--- To be done ---
Copy out all of the material below word for word, leaving nothing out and changing nothing.

# Start of Data rows

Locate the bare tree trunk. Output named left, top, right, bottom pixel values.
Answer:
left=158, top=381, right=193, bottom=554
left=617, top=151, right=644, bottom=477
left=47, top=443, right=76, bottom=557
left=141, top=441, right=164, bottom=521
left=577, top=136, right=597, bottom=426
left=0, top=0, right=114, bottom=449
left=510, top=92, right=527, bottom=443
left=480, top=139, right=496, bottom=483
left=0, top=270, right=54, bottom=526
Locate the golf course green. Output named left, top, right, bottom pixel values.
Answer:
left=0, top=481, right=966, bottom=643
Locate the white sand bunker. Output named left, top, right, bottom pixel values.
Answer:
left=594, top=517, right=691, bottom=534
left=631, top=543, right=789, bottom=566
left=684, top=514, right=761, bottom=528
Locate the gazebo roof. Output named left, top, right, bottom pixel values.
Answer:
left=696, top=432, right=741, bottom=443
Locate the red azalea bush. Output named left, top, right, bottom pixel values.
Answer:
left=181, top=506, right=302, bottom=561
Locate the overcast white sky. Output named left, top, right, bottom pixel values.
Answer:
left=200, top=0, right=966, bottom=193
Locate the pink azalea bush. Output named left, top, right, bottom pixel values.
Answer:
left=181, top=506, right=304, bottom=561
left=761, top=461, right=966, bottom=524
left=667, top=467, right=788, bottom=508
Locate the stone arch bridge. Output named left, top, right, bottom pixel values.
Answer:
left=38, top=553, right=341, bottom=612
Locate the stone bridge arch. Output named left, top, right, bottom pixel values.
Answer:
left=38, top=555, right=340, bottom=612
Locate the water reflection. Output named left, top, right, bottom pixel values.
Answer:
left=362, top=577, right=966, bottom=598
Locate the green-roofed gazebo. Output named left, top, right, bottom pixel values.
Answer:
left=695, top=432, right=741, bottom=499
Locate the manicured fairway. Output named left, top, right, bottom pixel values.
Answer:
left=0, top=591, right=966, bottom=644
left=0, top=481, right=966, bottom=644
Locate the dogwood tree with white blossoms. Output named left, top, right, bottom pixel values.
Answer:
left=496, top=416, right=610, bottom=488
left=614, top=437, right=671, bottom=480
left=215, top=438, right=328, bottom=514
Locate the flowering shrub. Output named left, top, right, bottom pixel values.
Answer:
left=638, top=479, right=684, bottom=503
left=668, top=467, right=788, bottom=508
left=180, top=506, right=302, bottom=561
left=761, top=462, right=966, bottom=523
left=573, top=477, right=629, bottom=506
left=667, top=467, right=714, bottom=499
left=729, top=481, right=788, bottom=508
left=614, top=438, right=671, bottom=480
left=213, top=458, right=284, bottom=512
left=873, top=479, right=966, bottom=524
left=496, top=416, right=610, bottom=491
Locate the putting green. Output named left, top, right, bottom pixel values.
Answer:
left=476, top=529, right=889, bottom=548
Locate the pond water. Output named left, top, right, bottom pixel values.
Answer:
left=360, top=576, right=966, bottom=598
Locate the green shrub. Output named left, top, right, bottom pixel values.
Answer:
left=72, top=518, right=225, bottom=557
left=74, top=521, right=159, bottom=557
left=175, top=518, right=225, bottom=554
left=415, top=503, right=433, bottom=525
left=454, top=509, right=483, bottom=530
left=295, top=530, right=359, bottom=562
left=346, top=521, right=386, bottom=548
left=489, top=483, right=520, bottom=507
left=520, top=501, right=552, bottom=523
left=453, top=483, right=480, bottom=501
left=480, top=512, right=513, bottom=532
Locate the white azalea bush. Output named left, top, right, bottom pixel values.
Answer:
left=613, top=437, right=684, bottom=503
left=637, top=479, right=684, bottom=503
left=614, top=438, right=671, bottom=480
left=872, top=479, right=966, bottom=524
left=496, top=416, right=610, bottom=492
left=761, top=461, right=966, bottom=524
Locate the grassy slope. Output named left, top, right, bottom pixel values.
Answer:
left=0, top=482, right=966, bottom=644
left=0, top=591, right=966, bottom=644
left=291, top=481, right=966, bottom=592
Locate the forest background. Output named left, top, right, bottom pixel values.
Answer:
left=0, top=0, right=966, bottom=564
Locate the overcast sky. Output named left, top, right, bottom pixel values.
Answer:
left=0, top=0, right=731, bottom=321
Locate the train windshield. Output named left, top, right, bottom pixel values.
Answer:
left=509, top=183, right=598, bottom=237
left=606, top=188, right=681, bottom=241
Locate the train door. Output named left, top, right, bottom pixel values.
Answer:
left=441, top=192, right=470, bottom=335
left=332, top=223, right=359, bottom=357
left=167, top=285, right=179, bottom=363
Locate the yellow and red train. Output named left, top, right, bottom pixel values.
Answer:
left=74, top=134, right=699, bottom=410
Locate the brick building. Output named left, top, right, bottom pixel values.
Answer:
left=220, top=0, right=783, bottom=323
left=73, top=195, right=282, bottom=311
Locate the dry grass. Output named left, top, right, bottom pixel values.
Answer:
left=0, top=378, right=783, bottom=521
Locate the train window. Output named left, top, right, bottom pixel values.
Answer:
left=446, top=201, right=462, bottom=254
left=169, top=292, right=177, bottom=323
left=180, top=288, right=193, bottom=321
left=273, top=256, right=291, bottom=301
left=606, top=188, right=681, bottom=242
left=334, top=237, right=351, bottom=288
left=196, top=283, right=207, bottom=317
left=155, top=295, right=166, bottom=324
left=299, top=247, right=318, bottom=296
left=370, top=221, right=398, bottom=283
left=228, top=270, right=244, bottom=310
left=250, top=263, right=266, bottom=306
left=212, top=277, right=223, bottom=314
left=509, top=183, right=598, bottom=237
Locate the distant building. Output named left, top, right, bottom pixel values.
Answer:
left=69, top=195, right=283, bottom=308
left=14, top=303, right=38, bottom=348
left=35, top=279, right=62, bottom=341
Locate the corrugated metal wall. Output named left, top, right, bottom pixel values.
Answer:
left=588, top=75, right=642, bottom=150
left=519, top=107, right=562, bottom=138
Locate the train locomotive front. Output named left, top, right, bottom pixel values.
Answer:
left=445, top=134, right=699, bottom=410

# End of Data rows

--- Output for this exercise ---
Locate the bare tree trunk. Output named left, top, right, bottom pixel values.
Answer:
left=158, top=381, right=193, bottom=554
left=617, top=151, right=644, bottom=477
left=47, top=443, right=76, bottom=557
left=141, top=441, right=164, bottom=521
left=577, top=136, right=597, bottom=426
left=0, top=0, right=114, bottom=449
left=510, top=92, right=527, bottom=443
left=480, top=139, right=496, bottom=483
left=0, top=270, right=54, bottom=526
Locate the golf course green. Output named left, top, right, bottom pixel values.
Answer:
left=0, top=481, right=966, bottom=643
Locate the white sand bunker. Output named left, top, right, bottom pixel values.
Answer:
left=594, top=517, right=691, bottom=534
left=631, top=543, right=789, bottom=566
left=684, top=514, right=761, bottom=528
Locate the gazebo roof. Output named left, top, right, bottom pixel values.
Answer:
left=696, top=432, right=741, bottom=443
Locate the red azalea bush. Output named left, top, right, bottom pixel values.
Answer:
left=181, top=506, right=302, bottom=561
Locate the overcast white sky. Output named left, top, right, bottom pixel values.
Answer:
left=200, top=0, right=966, bottom=193
Locate the pink azalea bush. Output named left, top, right, bottom pixel values.
Answer:
left=181, top=506, right=304, bottom=561
left=761, top=461, right=966, bottom=524
left=667, top=467, right=788, bottom=508
Locate the stone arch bridge. Output named left, top, right, bottom pixel values.
Answer:
left=38, top=553, right=341, bottom=612
Locate the stone bridge arch. Output named left, top, right, bottom pixel values.
Answer:
left=38, top=555, right=340, bottom=612
Locate the water reflection. Output named left, top, right, bottom pixel values.
Answer:
left=362, top=577, right=966, bottom=598
Locate the green-roofed gazebo. Output named left, top, right, bottom pixel values.
Answer:
left=695, top=432, right=741, bottom=499
Locate the manicured fairway. Output named left, top, right, bottom pixel values.
Answer:
left=0, top=591, right=966, bottom=644
left=0, top=481, right=966, bottom=644
Locate the dogwood tree with white blossoms. Output named left, top, right, bottom pixel values.
Answer:
left=496, top=416, right=610, bottom=488
left=614, top=437, right=671, bottom=480
left=215, top=438, right=328, bottom=514
Locate the flowering shrub. Output named left, top, right, bottom pixel values.
Answer:
left=638, top=479, right=684, bottom=503
left=668, top=467, right=788, bottom=508
left=180, top=506, right=302, bottom=561
left=761, top=462, right=966, bottom=523
left=573, top=477, right=629, bottom=506
left=667, top=467, right=714, bottom=499
left=729, top=481, right=788, bottom=508
left=614, top=438, right=671, bottom=480
left=213, top=458, right=284, bottom=512
left=873, top=479, right=966, bottom=524
left=496, top=416, right=610, bottom=491
Locate the putting green. Output named left, top, right, bottom pixel values.
Answer:
left=476, top=529, right=889, bottom=548
Locate the pond water. Output named left, top, right, bottom pixel values.
Answer:
left=360, top=576, right=966, bottom=598
Locate the green shrub. Output named left, top, right, bottom pixel values.
Answer:
left=72, top=518, right=225, bottom=557
left=74, top=521, right=159, bottom=557
left=175, top=518, right=225, bottom=554
left=415, top=503, right=433, bottom=525
left=454, top=509, right=483, bottom=530
left=295, top=530, right=359, bottom=562
left=346, top=521, right=386, bottom=548
left=489, top=483, right=520, bottom=507
left=520, top=501, right=552, bottom=523
left=453, top=483, right=480, bottom=501
left=480, top=512, right=513, bottom=532
Locate the white azalea bush. Output named left, top, right, bottom pixel values.
Answer:
left=613, top=437, right=684, bottom=503
left=637, top=479, right=684, bottom=503
left=614, top=438, right=671, bottom=480
left=872, top=479, right=966, bottom=524
left=496, top=416, right=610, bottom=492
left=761, top=461, right=966, bottom=524
Locate the grassy slope. Output named left, top, right, bottom pixel values.
Answer:
left=0, top=482, right=966, bottom=644
left=0, top=591, right=966, bottom=644
left=291, top=481, right=966, bottom=592
Locate the forest background. Output named left, top, right, bottom pixel values.
Answer:
left=0, top=0, right=966, bottom=564
Locate the overcast sky. Output named left, top, right, bottom pixel values.
Answer:
left=0, top=0, right=731, bottom=321
Locate the train windshield. Output named left, top, right, bottom pixel values.
Answer:
left=509, top=183, right=598, bottom=237
left=606, top=188, right=681, bottom=241
Locate the train door. Output named left, top, right, bottom pixel values.
Answer:
left=441, top=192, right=470, bottom=335
left=332, top=223, right=359, bottom=357
left=167, top=285, right=179, bottom=363
Locate the yellow and red train. Output named left, top, right, bottom pixel values.
Answer:
left=74, top=134, right=699, bottom=410
Locate the brick building. Output named left, top, right, bottom pixel values.
Answer:
left=220, top=0, right=783, bottom=323
left=73, top=195, right=282, bottom=311
Locate the dry grass. Output named left, top, right, bottom pixel values.
Answer:
left=0, top=378, right=783, bottom=521
Locate the train window. Output named left, top, right, bottom pixel values.
Answer:
left=446, top=201, right=462, bottom=254
left=169, top=292, right=177, bottom=323
left=180, top=288, right=193, bottom=321
left=273, top=256, right=291, bottom=301
left=606, top=188, right=681, bottom=242
left=334, top=237, right=351, bottom=288
left=196, top=283, right=207, bottom=317
left=155, top=295, right=166, bottom=324
left=299, top=247, right=318, bottom=296
left=370, top=221, right=398, bottom=283
left=228, top=270, right=244, bottom=310
left=250, top=263, right=266, bottom=306
left=212, top=277, right=223, bottom=314
left=509, top=183, right=598, bottom=237
Locate the distant building. Output named left, top, right, bottom pixel values.
Answer:
left=69, top=195, right=283, bottom=308
left=14, top=303, right=38, bottom=348
left=35, top=279, right=62, bottom=341
Locate the corrugated metal wall. Output named left, top, right, bottom pixel values.
Answer:
left=588, top=75, right=642, bottom=150
left=519, top=107, right=562, bottom=138
Locate the train locomotive front. Output named left, top, right, bottom pixel values.
Answer:
left=445, top=134, right=699, bottom=410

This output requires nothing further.